■ Required work ■
Give back an exact copy of the lines below, from the first through the line with "x=89, y=462"; please stop there.

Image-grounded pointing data
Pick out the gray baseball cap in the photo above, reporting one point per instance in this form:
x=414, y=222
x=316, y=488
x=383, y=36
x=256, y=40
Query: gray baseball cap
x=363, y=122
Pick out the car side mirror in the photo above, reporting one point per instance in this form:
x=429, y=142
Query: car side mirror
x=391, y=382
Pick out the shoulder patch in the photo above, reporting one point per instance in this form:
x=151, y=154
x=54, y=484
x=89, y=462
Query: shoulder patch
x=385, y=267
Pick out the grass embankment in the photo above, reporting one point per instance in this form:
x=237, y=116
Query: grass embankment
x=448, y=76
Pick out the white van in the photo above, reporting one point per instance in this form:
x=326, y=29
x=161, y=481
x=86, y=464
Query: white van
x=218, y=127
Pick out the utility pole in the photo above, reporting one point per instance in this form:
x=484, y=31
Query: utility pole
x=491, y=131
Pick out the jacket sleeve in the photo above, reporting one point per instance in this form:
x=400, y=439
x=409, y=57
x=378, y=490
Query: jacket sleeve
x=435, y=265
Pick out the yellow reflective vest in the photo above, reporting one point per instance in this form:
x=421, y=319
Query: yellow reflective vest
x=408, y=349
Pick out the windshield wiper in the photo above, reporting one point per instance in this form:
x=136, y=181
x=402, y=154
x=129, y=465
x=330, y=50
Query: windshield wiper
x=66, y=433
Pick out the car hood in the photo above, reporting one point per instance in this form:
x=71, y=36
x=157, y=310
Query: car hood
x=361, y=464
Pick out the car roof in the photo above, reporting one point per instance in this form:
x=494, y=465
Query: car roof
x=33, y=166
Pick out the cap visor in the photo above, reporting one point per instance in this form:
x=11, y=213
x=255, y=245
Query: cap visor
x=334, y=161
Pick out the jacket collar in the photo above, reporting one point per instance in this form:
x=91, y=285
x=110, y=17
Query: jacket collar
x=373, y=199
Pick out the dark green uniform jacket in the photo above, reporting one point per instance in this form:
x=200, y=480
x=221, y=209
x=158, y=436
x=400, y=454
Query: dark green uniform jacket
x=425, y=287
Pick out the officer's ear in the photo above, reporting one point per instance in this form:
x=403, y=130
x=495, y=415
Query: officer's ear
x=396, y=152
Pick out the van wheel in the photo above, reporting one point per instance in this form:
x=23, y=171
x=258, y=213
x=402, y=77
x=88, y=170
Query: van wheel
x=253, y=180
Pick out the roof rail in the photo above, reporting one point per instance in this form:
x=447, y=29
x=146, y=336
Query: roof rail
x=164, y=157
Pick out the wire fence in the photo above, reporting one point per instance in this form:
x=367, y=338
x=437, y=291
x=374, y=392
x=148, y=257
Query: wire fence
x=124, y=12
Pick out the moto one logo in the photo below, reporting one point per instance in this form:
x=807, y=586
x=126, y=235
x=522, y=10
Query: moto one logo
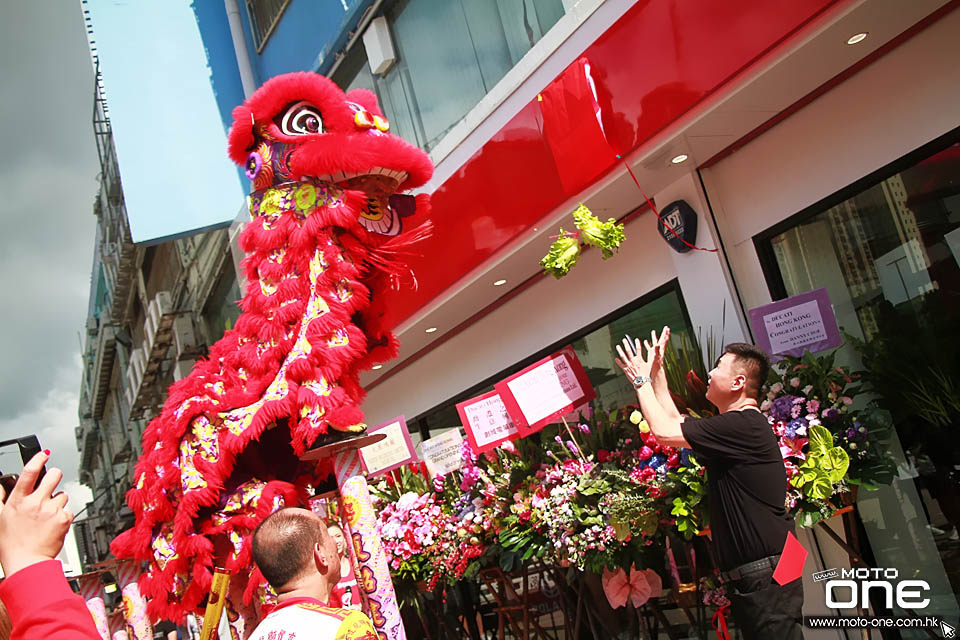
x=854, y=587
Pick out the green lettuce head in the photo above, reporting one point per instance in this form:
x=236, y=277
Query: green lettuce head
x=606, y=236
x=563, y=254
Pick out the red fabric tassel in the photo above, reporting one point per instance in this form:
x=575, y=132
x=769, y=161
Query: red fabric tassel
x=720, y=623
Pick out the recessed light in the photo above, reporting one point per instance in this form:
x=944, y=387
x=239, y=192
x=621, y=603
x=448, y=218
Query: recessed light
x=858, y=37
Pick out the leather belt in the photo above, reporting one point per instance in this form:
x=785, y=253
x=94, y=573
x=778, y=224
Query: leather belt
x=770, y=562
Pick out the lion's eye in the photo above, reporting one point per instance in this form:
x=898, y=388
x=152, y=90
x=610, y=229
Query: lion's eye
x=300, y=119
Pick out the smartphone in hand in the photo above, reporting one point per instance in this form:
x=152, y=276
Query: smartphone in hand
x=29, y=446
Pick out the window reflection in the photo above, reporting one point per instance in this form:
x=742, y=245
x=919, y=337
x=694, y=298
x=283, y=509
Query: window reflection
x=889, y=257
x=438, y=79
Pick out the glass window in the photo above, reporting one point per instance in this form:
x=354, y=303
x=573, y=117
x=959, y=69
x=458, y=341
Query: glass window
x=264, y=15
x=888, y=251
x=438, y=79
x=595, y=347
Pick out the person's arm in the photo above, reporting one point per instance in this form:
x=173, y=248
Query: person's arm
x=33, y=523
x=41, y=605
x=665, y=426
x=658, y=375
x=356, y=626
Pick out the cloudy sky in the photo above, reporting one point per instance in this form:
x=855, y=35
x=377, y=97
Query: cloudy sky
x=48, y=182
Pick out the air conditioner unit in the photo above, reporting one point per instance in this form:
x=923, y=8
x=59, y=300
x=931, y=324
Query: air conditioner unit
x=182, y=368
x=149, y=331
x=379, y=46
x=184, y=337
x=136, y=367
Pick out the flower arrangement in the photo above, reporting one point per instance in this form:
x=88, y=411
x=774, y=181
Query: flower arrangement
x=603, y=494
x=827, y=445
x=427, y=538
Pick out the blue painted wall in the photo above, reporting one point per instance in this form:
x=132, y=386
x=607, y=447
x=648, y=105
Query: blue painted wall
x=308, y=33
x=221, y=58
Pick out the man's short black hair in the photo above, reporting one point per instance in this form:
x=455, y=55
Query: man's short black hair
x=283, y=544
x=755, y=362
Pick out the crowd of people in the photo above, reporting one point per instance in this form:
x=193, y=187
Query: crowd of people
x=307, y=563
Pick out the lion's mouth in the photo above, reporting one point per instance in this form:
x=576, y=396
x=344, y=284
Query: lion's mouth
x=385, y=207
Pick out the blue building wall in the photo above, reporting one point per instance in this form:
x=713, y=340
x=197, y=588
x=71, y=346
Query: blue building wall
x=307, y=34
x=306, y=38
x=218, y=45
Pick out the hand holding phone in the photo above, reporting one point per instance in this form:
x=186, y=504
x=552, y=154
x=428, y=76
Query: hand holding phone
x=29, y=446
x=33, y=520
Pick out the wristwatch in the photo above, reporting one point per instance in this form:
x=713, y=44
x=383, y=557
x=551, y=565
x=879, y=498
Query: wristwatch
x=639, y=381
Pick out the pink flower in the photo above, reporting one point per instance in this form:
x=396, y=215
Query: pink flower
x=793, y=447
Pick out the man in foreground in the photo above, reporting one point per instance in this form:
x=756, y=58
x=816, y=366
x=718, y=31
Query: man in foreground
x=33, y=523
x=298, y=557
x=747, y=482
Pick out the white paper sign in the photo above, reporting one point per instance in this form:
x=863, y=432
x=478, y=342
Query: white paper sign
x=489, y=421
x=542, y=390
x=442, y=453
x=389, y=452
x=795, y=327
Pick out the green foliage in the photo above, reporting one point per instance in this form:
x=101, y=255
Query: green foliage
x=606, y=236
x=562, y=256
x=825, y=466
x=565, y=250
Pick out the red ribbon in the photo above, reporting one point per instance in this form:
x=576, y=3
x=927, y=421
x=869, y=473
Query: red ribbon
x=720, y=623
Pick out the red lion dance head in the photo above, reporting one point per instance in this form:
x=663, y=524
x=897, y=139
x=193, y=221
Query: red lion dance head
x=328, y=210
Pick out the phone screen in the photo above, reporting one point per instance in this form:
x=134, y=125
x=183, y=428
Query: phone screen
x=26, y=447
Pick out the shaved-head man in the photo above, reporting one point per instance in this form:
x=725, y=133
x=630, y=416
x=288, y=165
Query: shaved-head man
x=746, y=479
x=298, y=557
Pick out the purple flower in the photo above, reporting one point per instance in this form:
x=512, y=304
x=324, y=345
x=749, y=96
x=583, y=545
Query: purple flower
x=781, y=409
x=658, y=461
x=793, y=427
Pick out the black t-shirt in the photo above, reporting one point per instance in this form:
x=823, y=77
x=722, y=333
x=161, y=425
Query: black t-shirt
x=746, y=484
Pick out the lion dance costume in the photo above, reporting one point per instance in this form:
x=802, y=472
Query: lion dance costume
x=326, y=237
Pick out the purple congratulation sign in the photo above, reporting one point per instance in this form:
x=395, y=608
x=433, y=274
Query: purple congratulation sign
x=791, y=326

■ Problem solution ■
Pick out the gray baseball cap in the photo above, reporting one point per instance in this form:
x=414, y=222
x=316, y=488
x=383, y=36
x=256, y=40
Query: gray baseball cap
x=363, y=122
Pick out the car side mirror in the photo above, reporting one point per instance in this form:
x=429, y=142
Query: car side mirror
x=391, y=382
Pick out the shoulder patch in the photo above, reporting one point per instance in this form:
x=151, y=154
x=54, y=484
x=89, y=462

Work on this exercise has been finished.